What this task involves ▸
Can you write out, word for word, the part of the profile of Dr John Fountain that opens with the words "The Centre maintains" and closes with "comprehensive on-line database."?

Reading passage ▸
■ ■ ■ ■

Dr John Fountain is a Medical Toxicologist at the National Poisons Centre in Dunedin. He is medically trained, and after doing further training in a hospital setting, joined the New Zealand Army as a Medical Ofﬁcer and served time in Iraq after the First Gulf War, seconded to the United Nations. There he developed a greater interest in Toxicology, after being involved in the destruction of Saddam Hussein's chemical weapon arsenal.
The Centre maintains a very large database of poisons (and the treatment of poisons) called TOXINZ. This is an extremely valuable resource for GPs, other health professionals and emergency services when dealing with patients who have come into contact with toxic substances. John's roles include the maintenance of the quality of the responses provided by staff who answer calls about the treatment of affected patients and to manage the comprehensive on-line database.
John joined the University of Otago's Master of Entrepreneurship (MEntr) programme with a view to researching the commercial potential of the TOXINZ database. This became the topic of his project in which he looked to develop a business case for the venture.

■ ■ ■ ■

Supplied data ▸
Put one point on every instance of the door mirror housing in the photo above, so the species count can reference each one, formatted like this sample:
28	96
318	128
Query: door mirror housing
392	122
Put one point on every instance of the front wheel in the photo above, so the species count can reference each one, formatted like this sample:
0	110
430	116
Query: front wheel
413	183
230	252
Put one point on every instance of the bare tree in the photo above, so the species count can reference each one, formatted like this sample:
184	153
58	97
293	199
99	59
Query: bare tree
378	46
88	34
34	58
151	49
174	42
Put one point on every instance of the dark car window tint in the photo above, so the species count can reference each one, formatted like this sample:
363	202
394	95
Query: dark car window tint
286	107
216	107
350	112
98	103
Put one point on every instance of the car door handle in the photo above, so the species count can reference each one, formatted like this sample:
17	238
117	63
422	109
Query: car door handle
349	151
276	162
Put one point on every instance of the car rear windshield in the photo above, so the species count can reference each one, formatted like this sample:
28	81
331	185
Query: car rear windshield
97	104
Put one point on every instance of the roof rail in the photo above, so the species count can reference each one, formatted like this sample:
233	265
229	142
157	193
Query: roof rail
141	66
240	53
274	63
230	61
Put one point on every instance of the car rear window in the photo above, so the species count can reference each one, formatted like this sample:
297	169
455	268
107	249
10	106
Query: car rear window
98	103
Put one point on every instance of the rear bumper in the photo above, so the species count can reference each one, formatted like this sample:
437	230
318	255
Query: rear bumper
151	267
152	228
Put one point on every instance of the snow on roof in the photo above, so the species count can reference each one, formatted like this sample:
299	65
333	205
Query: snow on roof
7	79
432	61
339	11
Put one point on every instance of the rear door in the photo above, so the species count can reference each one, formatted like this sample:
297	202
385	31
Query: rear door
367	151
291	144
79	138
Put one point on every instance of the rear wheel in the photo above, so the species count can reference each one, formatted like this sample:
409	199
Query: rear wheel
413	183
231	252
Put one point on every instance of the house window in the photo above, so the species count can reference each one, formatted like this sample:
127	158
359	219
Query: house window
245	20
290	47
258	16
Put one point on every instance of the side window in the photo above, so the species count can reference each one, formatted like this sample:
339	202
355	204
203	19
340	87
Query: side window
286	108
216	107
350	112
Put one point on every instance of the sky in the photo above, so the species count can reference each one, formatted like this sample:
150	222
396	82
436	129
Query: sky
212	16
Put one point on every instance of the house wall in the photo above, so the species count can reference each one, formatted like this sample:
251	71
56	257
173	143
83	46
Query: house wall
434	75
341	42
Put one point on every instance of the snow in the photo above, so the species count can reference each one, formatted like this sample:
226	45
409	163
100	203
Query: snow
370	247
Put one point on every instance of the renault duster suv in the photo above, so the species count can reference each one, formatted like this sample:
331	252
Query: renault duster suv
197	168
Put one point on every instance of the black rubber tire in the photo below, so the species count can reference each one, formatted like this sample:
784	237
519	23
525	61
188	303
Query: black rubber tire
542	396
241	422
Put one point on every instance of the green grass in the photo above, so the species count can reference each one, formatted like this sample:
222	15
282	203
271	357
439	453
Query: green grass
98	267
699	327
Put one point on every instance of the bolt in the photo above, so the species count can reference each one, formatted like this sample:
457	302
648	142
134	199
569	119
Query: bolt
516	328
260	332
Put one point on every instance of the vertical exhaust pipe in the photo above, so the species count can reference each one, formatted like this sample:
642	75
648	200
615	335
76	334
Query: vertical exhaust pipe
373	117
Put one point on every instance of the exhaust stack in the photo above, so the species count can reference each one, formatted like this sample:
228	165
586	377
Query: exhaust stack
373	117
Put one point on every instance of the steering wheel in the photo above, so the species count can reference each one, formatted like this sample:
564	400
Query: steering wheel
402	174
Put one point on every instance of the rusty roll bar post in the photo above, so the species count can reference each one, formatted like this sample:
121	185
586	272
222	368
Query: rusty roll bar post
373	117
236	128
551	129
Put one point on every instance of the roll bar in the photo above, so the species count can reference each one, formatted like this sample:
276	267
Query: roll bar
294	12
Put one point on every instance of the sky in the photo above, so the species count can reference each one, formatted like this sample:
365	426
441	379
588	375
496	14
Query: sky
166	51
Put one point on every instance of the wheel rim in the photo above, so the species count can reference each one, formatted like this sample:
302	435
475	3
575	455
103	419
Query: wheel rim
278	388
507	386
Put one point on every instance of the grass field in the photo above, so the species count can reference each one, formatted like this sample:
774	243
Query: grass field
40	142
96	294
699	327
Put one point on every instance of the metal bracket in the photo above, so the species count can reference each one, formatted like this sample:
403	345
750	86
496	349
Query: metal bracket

■ ■ ■ ■

Answer for the task ▸
The Centre maintains a very large database of poisons (and the treatment of poisons) called TOXINZ. This is an extremely valuable resource for GPs, other health professionals and emergency services when dealing with patients who have come into contact with toxic substances. John's roles include the maintenance of the quality of the responses provided by staff who answer calls about the treatment of affected patients and to manage the comprehensive on-line database.